## STORED DATA
+ + + +

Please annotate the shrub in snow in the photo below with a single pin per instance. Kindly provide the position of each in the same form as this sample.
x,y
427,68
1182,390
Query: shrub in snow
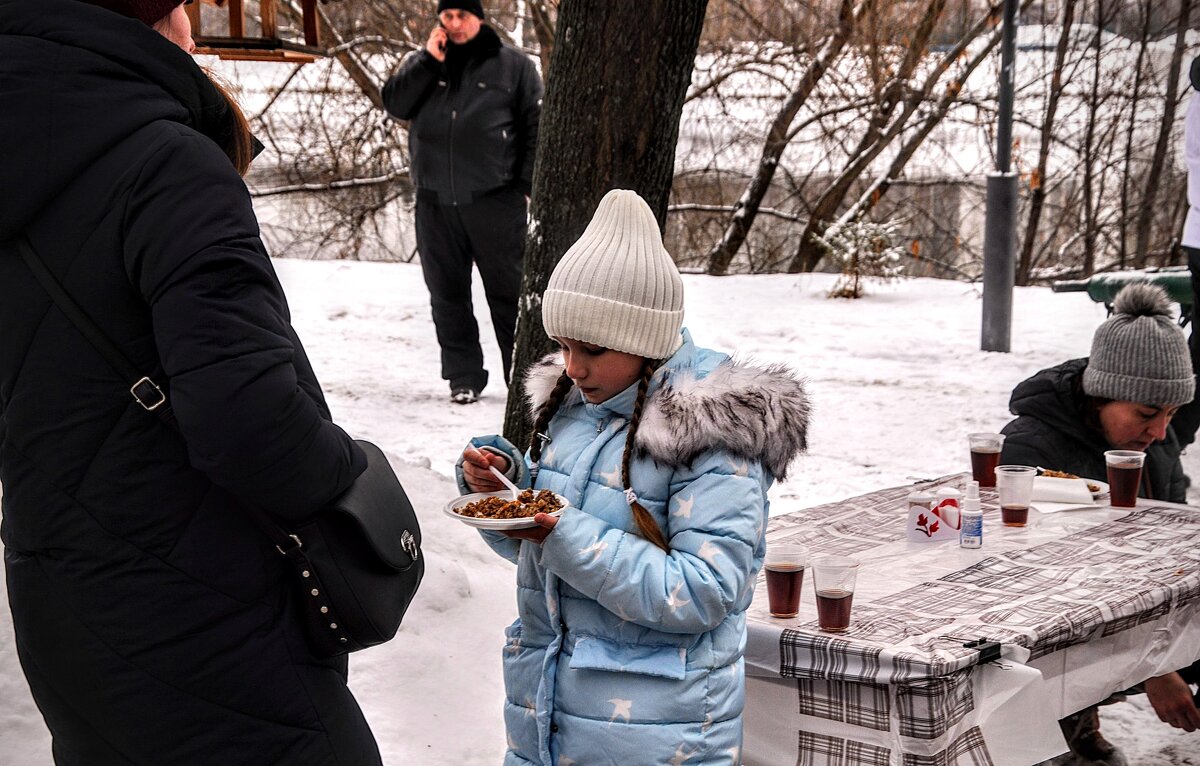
x,y
864,250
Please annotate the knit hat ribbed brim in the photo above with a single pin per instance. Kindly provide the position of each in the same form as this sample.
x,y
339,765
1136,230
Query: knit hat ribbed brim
x,y
149,12
1140,354
471,6
617,286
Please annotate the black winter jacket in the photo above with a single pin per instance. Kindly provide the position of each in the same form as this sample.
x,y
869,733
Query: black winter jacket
x,y
150,615
1050,431
477,137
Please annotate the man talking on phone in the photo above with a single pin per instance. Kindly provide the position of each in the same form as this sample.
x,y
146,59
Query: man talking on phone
x,y
473,105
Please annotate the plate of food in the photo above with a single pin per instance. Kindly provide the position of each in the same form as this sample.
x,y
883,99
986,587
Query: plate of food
x,y
499,512
1098,489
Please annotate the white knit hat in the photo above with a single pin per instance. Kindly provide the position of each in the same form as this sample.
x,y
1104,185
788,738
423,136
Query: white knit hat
x,y
617,286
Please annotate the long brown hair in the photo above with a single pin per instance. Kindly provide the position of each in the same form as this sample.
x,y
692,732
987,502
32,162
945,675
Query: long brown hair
x,y
237,141
642,518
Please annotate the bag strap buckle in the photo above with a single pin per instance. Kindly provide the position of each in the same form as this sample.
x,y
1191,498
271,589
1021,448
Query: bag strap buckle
x,y
147,390
292,549
408,542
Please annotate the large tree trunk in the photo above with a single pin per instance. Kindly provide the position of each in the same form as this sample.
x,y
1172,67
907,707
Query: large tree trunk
x,y
1038,184
1146,210
1091,195
1131,132
778,137
610,119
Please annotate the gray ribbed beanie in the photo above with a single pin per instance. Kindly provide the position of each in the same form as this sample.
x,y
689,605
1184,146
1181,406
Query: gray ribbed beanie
x,y
617,286
1139,354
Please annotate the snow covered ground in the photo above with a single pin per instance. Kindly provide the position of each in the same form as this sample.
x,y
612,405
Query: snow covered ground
x,y
898,382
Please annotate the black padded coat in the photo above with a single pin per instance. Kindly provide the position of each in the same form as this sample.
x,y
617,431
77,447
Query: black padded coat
x,y
474,136
1050,431
151,617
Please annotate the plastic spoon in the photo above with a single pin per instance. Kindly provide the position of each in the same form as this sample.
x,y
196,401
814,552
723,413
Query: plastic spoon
x,y
504,480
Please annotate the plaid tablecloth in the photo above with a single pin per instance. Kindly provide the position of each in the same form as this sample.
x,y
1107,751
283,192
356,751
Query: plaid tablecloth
x,y
899,687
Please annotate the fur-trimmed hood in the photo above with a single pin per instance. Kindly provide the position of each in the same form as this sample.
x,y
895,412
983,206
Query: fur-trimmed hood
x,y
754,412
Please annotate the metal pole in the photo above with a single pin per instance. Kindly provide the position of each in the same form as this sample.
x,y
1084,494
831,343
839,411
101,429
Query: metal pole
x,y
1000,226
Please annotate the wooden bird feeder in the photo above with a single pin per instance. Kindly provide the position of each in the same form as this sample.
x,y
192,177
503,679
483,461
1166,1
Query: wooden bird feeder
x,y
269,46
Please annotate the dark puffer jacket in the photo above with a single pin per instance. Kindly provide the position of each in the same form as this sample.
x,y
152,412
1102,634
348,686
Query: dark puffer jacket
x,y
474,136
151,617
1050,431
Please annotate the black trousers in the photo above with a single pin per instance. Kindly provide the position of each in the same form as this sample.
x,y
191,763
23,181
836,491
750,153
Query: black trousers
x,y
1187,419
489,234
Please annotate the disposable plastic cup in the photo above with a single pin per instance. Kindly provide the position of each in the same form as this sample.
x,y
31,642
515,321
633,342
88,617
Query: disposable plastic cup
x,y
1125,476
785,566
1015,488
985,456
833,579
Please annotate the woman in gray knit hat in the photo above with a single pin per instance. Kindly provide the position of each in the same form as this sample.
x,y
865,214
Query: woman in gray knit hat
x,y
1123,396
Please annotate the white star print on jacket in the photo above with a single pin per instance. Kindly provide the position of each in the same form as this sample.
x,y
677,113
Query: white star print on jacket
x,y
624,654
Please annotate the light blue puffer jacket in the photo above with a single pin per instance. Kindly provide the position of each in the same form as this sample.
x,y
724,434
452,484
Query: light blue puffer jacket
x,y
622,653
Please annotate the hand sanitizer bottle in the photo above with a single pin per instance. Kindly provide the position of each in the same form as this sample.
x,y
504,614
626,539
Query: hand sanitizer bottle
x,y
971,534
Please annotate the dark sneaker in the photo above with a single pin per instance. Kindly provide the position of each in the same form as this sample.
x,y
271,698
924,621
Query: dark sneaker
x,y
1086,743
463,395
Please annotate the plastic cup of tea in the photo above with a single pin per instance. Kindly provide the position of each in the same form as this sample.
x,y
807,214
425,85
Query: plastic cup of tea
x,y
1125,476
985,456
1015,488
785,566
833,579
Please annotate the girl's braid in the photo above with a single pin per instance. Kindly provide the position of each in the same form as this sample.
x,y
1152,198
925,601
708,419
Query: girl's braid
x,y
646,524
544,416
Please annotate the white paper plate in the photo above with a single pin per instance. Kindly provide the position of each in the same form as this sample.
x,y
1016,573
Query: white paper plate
x,y
502,525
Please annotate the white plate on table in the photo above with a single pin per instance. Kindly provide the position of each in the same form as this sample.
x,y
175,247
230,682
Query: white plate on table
x,y
499,525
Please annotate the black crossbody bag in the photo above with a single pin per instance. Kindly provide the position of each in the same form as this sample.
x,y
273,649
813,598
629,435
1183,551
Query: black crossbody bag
x,y
357,563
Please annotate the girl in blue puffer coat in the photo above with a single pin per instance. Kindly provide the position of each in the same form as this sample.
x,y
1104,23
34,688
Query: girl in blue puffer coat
x,y
628,647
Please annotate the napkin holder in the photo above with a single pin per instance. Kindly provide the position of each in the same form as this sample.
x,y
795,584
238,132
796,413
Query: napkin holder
x,y
939,520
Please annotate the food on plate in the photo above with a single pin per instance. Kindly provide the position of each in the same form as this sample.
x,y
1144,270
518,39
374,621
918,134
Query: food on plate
x,y
1062,474
527,504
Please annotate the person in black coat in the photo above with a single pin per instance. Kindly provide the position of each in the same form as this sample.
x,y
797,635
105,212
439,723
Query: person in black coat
x,y
151,617
473,103
1122,396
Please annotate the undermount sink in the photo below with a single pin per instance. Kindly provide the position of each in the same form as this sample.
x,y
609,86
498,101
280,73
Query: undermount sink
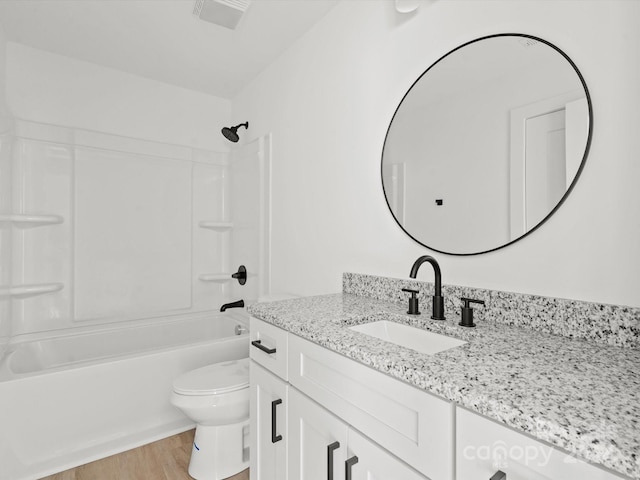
x,y
410,337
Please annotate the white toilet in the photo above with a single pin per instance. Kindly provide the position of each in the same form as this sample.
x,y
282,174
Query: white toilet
x,y
216,398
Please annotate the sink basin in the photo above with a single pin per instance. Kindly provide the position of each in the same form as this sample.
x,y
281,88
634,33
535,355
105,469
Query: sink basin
x,y
410,337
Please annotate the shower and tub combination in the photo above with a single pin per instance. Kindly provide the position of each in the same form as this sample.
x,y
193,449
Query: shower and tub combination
x,y
121,253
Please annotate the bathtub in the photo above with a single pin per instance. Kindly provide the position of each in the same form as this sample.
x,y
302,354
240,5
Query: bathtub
x,y
75,398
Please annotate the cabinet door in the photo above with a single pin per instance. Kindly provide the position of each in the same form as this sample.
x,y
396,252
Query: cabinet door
x,y
268,425
374,463
317,440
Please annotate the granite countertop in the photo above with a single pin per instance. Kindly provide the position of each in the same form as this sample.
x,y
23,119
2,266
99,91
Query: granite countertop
x,y
576,395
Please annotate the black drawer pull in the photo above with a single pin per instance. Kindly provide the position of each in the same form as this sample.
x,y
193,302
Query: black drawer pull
x,y
258,343
330,449
347,466
274,437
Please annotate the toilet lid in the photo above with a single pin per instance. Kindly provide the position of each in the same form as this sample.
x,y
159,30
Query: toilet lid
x,y
217,378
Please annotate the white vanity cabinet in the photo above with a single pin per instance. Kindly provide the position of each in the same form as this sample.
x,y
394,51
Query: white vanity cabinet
x,y
484,448
328,398
269,401
323,447
341,420
268,425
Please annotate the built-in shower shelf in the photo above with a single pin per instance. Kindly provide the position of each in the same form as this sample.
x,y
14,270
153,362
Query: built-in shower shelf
x,y
24,220
22,291
218,226
215,277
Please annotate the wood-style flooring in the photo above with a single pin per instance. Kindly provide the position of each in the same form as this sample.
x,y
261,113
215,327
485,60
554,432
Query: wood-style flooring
x,y
166,459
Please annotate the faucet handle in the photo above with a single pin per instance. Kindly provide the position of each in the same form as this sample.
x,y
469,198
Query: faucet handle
x,y
413,301
467,301
466,318
410,290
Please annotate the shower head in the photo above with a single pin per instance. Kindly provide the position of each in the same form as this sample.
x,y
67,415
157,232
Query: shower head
x,y
231,133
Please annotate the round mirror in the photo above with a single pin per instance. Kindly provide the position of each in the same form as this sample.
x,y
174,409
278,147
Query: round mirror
x,y
486,144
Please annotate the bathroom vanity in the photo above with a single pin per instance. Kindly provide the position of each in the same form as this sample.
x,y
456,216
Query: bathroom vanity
x,y
329,402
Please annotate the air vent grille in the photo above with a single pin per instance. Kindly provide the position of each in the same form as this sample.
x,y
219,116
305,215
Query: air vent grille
x,y
226,13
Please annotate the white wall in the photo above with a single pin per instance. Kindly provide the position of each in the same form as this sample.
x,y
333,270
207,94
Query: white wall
x,y
4,109
50,88
328,101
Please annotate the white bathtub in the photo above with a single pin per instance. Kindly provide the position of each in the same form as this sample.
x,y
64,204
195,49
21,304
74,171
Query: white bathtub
x,y
72,399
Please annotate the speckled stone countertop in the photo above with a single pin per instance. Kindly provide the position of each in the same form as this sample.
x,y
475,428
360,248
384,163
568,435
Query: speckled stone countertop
x,y
578,395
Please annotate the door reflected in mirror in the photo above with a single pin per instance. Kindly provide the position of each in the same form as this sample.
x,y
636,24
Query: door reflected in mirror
x,y
486,144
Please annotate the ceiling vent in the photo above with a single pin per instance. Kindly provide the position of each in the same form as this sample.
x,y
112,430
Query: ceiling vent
x,y
226,13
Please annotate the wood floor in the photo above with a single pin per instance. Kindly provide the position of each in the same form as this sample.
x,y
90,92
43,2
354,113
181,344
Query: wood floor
x,y
166,459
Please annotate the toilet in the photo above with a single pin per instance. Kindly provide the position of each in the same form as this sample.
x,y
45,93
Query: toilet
x,y
216,398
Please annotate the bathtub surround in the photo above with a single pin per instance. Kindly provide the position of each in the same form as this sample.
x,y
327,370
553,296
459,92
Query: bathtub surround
x,y
577,395
93,256
615,325
49,88
5,202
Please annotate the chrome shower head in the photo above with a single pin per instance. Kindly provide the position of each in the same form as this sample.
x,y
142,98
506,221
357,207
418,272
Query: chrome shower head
x,y
231,133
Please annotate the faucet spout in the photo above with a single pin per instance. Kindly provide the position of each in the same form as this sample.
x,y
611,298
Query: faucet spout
x,y
238,304
438,301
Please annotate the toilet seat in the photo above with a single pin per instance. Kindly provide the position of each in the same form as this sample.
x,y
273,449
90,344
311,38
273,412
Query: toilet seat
x,y
214,379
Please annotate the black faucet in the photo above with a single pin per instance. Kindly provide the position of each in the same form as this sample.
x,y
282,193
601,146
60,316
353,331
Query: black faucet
x,y
438,301
238,304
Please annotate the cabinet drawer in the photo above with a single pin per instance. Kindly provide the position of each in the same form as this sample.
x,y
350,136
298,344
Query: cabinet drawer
x,y
413,425
269,347
484,447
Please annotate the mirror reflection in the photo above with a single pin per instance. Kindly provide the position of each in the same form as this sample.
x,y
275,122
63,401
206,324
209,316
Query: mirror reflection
x,y
486,144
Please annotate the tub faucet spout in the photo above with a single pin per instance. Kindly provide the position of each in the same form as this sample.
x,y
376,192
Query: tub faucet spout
x,y
438,301
238,304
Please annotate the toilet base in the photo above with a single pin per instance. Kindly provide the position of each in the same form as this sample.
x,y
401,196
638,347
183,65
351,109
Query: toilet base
x,y
219,451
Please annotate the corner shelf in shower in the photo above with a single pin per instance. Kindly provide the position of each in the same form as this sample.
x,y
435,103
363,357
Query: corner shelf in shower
x,y
24,220
217,226
23,291
215,277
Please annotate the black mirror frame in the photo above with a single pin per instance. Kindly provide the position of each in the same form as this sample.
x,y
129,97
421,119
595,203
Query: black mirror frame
x,y
575,179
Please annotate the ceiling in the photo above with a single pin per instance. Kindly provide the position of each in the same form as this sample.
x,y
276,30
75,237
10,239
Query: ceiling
x,y
162,39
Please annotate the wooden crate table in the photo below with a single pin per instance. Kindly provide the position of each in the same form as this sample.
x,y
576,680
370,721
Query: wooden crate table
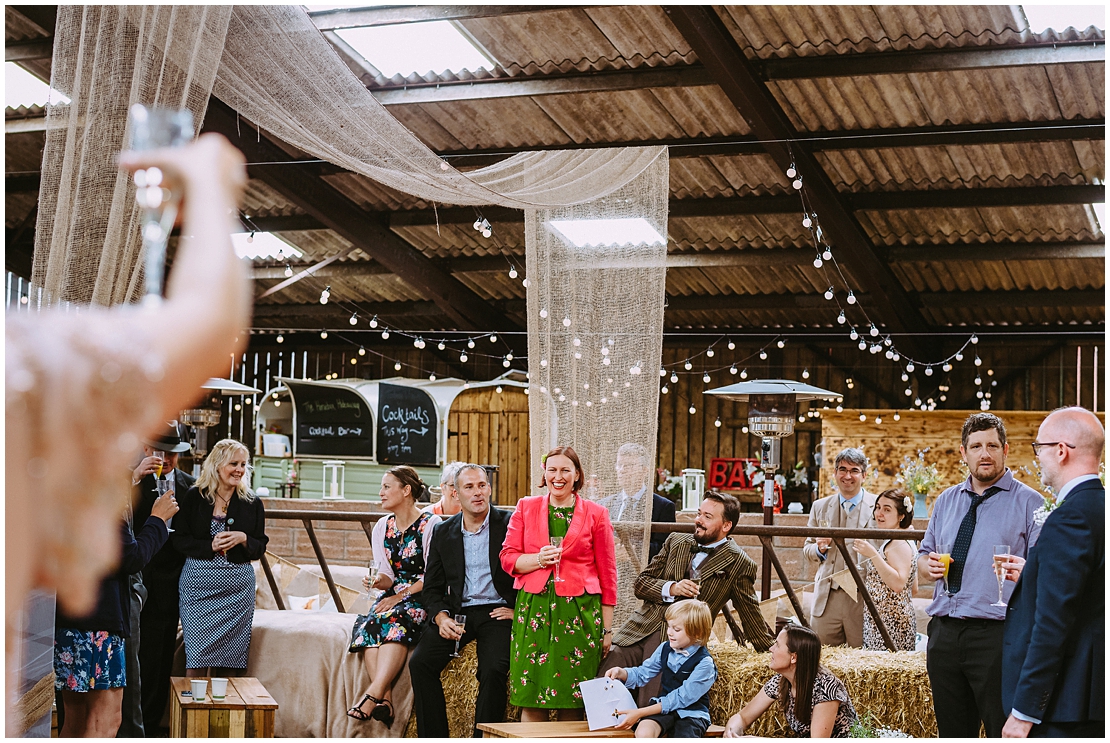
x,y
579,729
248,711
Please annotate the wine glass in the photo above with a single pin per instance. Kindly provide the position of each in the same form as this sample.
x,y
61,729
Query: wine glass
x,y
557,542
461,621
1001,555
151,129
945,553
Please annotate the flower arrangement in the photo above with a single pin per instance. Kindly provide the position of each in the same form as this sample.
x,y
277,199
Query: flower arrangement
x,y
917,477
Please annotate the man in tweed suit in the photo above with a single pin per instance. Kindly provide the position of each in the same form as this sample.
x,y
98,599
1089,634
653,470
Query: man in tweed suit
x,y
726,572
837,618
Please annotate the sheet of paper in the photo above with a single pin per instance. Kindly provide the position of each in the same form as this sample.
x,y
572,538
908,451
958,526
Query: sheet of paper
x,y
603,698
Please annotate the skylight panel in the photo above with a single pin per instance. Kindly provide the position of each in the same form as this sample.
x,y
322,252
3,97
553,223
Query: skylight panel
x,y
264,246
21,88
605,232
421,48
1060,17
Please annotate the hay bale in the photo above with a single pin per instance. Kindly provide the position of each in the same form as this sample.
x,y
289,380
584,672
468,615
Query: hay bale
x,y
894,688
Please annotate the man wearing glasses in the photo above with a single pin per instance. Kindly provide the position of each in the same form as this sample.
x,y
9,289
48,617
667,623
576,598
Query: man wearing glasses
x,y
1053,656
836,616
970,522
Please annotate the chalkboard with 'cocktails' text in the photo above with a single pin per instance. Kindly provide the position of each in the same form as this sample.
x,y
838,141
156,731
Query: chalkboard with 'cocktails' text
x,y
407,425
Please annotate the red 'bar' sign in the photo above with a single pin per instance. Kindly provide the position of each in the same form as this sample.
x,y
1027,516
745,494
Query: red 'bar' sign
x,y
732,473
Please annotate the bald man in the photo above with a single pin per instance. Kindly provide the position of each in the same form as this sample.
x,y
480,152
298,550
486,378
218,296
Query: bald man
x,y
1053,658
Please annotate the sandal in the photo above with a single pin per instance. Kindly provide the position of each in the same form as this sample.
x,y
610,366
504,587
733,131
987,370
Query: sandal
x,y
356,713
383,712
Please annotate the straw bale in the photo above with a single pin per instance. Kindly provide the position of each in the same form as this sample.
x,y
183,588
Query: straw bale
x,y
894,688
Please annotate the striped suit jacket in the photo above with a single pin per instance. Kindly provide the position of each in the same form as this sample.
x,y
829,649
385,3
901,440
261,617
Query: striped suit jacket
x,y
727,573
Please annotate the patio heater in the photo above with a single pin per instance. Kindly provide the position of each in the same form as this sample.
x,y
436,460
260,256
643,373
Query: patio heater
x,y
773,408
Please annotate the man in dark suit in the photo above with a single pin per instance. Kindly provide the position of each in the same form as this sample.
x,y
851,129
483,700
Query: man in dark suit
x,y
1053,656
464,576
633,470
158,622
724,572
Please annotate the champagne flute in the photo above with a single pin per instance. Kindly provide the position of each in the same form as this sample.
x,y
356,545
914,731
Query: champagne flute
x,y
461,621
1001,555
945,553
151,129
557,542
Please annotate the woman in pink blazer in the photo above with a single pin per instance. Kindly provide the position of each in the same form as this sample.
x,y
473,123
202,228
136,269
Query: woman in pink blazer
x,y
562,629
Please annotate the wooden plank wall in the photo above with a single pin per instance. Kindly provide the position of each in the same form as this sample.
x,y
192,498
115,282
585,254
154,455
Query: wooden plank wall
x,y
887,444
485,427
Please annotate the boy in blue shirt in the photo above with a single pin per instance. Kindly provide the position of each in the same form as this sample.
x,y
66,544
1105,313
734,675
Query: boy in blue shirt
x,y
683,708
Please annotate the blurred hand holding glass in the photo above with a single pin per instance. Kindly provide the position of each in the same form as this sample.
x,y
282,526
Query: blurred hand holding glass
x,y
153,129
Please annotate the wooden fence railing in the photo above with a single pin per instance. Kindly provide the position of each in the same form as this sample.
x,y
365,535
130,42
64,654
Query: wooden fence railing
x,y
766,534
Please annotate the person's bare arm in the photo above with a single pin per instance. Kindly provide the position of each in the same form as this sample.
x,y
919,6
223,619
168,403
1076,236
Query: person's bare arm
x,y
208,301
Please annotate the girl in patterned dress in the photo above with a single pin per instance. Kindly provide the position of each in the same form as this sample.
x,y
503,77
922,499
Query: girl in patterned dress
x,y
814,702
561,630
890,575
394,622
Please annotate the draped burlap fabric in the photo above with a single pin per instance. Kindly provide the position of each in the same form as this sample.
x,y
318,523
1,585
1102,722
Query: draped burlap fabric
x,y
106,58
594,382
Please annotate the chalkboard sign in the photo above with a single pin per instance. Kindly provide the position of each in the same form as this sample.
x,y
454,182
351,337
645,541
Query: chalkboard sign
x,y
406,425
332,421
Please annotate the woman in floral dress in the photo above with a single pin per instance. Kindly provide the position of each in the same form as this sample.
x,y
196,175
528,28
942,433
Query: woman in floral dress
x,y
394,622
890,574
562,629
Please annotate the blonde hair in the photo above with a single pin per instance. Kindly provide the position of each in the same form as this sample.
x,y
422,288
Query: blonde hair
x,y
210,471
696,619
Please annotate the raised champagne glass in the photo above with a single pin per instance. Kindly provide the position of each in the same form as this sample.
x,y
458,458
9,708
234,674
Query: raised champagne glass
x,y
1001,556
153,129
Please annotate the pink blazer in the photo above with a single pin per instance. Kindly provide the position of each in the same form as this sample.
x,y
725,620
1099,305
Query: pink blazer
x,y
589,563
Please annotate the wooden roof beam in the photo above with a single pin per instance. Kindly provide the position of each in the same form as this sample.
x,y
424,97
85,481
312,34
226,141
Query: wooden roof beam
x,y
364,231
737,77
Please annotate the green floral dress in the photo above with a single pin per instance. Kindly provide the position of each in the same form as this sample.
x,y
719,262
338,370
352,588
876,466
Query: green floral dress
x,y
556,640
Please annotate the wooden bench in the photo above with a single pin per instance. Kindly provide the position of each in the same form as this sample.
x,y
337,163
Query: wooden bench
x,y
246,711
563,730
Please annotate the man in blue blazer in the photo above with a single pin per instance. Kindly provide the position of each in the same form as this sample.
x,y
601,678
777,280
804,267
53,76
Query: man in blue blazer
x,y
1053,652
464,578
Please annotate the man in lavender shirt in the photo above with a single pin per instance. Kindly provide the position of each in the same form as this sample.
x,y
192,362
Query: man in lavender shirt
x,y
989,509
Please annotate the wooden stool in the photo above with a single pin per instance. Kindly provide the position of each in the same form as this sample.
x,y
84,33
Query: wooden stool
x,y
578,729
248,711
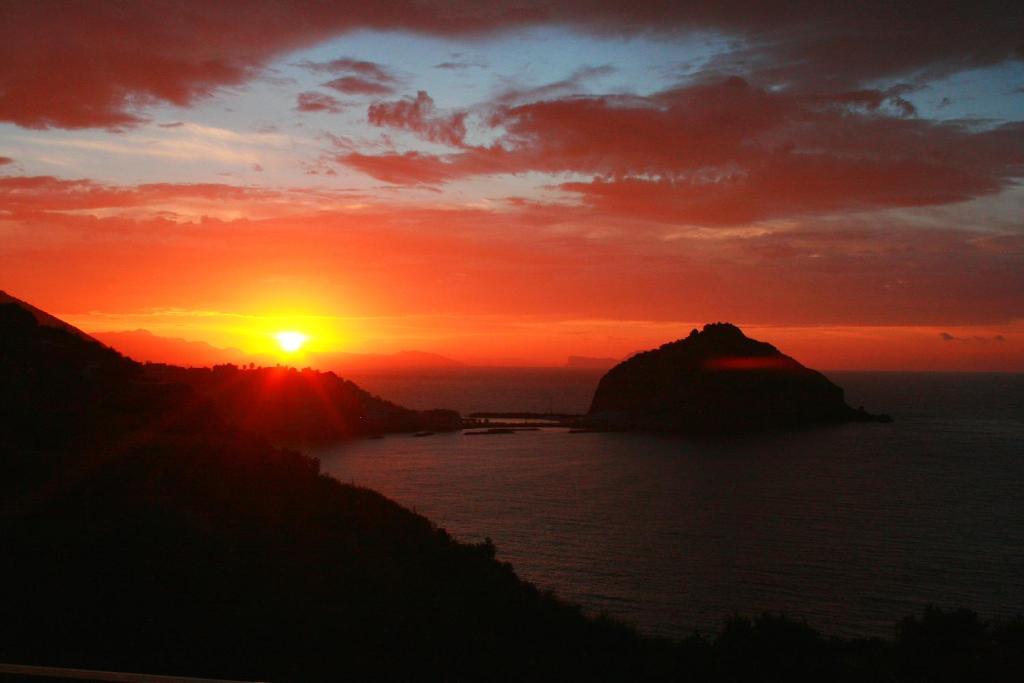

+ + + +

## DIRECTIONS FOR THIS TASK
Using the listing above, gather each line that holds the string "below" and copy it.

## WRITTEN SOLUTION
Please annotate the shrub in snow in the photo below with a single pin per instance. Kindly provide the position of each in the same form as this sample.
Please annotate the undermount sink in the photo below with a single pin per instance. Kindly provide the position of each in the same form as this sample.
Please annotate the wooden crate table in the photo below with a single pin per instance. Kindly provide the position of each in the same form as this sample.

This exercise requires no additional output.